Collected data entries
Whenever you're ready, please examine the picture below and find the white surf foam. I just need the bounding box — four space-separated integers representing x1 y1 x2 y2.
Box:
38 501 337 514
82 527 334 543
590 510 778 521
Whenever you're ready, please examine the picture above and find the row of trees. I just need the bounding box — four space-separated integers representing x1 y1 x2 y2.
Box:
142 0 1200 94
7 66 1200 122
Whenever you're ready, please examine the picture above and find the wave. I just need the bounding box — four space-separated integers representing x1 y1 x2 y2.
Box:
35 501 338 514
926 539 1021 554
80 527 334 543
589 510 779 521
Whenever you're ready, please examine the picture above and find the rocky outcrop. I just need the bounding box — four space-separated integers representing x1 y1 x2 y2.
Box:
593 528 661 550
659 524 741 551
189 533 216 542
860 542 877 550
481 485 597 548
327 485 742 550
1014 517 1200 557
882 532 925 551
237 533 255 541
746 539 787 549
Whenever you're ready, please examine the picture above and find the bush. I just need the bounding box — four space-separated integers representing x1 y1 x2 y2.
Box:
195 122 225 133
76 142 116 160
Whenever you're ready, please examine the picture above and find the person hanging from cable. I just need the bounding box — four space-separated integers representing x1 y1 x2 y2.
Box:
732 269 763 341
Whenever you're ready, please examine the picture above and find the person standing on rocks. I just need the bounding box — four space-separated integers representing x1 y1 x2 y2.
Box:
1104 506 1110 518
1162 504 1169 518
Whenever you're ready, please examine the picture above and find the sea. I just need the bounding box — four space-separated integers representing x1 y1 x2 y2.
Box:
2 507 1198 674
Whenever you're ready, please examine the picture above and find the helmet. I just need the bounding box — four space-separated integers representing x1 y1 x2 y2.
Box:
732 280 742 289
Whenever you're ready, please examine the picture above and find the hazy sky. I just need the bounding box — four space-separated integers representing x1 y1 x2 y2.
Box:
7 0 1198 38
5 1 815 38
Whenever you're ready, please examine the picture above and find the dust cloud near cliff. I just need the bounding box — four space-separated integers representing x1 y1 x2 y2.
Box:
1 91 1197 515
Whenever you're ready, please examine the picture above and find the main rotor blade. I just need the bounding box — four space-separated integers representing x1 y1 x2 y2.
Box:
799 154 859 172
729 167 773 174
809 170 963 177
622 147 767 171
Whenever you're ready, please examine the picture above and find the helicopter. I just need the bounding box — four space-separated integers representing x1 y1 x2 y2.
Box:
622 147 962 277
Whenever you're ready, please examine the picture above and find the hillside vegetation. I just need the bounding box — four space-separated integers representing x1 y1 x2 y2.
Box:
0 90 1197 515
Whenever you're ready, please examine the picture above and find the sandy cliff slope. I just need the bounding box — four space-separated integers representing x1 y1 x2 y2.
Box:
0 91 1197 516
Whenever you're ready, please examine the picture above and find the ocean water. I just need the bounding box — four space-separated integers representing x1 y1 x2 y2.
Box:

WORK TO BE COMPLETED:
Set down exactly, and only, the lines of the data above from the line containing "find the dust" through the last one.

EXERCISE ANSWER:
Whenever you're ready, please examine the picture above and find the dust cloud near cliff. I just need the bounding box — four space-separated integers representing x1 y1 x2 y2.
Box:
1 91 1197 515
Whenever you're ready, please examine the picture above and find the main rotor blade. I just need the bounding box — four space-separated integers representing x1 y1 x2 y2.
Box:
799 154 859 172
729 167 773 174
809 170 963 177
622 147 767 171
Whenever you're ready, please examine the picture above and find the helicopter. I just need the bounding box — four space-separated integers representing x1 y1 x2 y2.
Box:
622 147 962 277
Whenever you're ready, please examine the picture above and find the hillside vegetation. I just need the bounding box — four space-separated integers representing x1 y1 x2 y2.
Box:
0 90 1197 515
Whenever you're ready, please examine the picture above and find the sandy cliff slope. I just need the bounding box — four space-separated integers representing x1 y1 x2 y2.
Box:
0 91 1197 516
Whenever you're ready, please examine the picture above and find the ocean water. I just need the bounding box — four space-separated integers representing x1 y1 x2 y2.
Box:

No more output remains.